### Set problem:
Return every line in the listing below that contains the word "rose". Case counts.
-*-*-
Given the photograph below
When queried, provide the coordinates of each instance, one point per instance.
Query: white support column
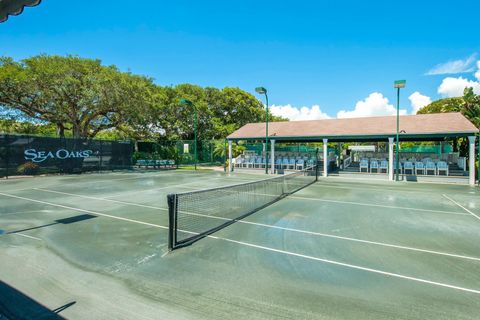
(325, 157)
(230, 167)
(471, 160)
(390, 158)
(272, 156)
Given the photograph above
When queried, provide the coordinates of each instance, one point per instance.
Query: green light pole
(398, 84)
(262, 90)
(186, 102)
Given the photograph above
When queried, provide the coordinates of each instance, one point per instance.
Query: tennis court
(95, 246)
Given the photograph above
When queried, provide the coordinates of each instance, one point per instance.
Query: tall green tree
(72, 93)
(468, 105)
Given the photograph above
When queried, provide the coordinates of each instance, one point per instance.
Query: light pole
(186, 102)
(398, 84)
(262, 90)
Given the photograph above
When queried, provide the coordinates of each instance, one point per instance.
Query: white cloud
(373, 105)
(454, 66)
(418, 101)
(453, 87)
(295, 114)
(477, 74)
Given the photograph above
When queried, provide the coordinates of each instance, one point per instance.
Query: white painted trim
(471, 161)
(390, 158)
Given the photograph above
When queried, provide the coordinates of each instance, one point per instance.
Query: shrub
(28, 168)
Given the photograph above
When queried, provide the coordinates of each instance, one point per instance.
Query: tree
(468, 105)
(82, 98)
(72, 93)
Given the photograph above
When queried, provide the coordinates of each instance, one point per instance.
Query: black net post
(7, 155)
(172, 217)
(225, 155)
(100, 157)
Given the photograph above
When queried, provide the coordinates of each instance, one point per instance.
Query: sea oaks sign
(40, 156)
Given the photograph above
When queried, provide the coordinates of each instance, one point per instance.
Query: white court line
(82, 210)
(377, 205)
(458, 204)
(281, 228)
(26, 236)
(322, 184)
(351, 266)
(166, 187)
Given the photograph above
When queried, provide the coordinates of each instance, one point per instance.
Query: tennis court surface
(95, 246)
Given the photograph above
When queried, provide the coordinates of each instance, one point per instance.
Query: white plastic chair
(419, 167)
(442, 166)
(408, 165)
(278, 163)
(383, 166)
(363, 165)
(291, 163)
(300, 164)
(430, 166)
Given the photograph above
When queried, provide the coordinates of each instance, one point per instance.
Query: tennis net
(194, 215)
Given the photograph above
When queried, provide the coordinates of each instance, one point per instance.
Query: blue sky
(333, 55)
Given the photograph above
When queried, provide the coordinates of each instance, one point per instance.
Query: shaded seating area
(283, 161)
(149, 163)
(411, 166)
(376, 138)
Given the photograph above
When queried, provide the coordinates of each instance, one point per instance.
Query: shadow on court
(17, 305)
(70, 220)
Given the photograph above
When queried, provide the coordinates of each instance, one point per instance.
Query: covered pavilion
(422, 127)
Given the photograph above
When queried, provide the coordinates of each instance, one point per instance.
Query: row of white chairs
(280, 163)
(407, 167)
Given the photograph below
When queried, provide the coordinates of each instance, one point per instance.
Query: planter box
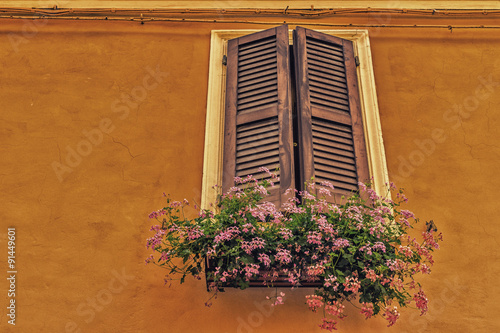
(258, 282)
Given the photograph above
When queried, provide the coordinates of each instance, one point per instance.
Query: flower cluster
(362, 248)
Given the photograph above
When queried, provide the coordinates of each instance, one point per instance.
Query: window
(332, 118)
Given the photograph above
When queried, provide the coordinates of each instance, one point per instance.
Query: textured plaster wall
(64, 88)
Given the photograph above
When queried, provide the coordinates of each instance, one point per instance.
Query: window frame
-*-*-
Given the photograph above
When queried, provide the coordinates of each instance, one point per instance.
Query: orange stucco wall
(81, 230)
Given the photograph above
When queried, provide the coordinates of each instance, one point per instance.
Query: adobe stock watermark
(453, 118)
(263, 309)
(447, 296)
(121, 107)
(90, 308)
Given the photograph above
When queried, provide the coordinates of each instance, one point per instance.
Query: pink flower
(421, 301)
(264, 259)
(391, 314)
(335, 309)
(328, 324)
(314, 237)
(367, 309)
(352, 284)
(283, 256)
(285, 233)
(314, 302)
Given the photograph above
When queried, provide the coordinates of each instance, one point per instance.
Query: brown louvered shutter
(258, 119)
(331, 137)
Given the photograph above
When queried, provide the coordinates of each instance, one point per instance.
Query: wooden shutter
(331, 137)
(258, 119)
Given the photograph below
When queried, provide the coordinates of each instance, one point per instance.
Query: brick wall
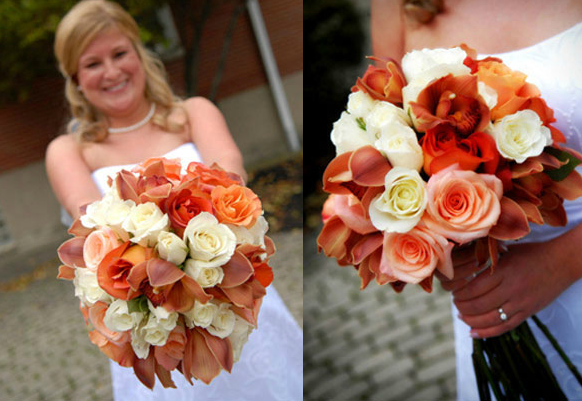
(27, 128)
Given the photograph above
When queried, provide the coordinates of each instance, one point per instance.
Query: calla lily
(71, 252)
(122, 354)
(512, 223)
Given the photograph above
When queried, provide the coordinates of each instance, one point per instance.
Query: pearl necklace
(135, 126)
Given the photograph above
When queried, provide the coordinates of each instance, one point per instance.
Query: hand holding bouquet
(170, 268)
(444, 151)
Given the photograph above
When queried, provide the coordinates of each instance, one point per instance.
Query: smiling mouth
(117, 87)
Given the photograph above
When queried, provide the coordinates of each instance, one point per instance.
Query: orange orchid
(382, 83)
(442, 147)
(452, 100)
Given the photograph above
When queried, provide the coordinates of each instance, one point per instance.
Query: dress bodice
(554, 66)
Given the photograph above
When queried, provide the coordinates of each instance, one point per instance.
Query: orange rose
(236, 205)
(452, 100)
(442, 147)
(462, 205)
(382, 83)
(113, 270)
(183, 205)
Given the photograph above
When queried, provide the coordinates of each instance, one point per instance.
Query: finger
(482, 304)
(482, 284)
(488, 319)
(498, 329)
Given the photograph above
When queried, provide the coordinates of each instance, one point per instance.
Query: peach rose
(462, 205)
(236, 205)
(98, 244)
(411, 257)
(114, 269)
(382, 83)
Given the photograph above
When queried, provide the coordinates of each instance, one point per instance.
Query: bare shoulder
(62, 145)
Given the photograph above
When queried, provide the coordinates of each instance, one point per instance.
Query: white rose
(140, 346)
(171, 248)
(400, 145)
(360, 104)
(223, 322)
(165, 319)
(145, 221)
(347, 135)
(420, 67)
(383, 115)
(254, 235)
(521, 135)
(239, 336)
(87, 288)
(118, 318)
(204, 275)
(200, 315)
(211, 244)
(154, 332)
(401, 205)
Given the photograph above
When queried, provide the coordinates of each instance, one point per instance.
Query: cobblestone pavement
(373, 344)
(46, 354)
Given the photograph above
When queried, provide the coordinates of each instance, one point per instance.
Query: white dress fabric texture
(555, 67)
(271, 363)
-*-*-
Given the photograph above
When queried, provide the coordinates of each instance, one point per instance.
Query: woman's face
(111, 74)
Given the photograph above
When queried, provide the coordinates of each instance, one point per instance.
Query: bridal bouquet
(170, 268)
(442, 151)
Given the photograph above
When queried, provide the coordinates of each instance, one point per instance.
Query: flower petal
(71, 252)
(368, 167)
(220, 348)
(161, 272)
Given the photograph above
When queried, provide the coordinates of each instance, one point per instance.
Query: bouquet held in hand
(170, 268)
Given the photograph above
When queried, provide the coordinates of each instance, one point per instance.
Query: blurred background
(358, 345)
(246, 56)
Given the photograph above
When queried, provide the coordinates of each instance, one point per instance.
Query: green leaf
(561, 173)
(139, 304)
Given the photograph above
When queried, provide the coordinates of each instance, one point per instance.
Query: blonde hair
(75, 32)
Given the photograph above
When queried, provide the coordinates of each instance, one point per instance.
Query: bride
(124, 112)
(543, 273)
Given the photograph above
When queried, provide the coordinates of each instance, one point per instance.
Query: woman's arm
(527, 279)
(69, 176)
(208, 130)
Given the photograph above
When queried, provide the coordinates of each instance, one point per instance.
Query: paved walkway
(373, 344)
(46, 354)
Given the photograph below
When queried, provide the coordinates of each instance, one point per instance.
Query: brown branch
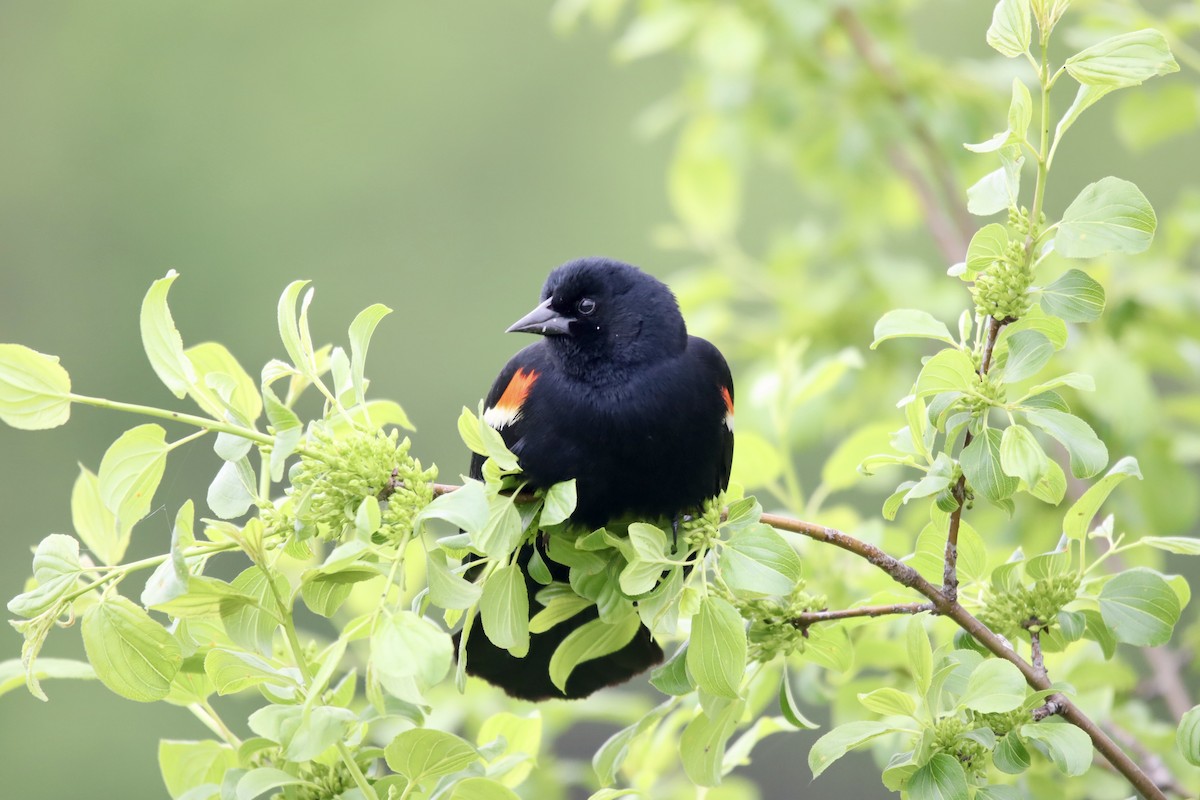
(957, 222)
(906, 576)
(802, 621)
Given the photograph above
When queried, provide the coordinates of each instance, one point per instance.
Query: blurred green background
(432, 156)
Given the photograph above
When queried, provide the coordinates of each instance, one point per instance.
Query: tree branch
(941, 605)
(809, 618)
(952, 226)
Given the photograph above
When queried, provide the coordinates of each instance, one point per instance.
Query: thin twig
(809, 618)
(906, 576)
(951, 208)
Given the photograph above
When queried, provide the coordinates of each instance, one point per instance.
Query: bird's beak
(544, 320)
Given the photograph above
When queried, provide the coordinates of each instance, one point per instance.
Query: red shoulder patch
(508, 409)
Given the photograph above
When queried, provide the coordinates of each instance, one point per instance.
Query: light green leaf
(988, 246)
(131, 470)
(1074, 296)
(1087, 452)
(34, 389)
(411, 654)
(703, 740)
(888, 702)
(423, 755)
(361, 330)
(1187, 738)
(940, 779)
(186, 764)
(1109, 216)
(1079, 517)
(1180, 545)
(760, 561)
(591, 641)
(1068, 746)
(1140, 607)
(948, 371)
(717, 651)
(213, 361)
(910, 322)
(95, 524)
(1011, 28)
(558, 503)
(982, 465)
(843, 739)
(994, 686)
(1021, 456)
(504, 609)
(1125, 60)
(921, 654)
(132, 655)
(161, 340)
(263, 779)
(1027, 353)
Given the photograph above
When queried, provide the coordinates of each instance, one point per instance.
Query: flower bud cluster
-*-*-
### Correct response:
Query: orange rose
Query: peach rose
Query: white rose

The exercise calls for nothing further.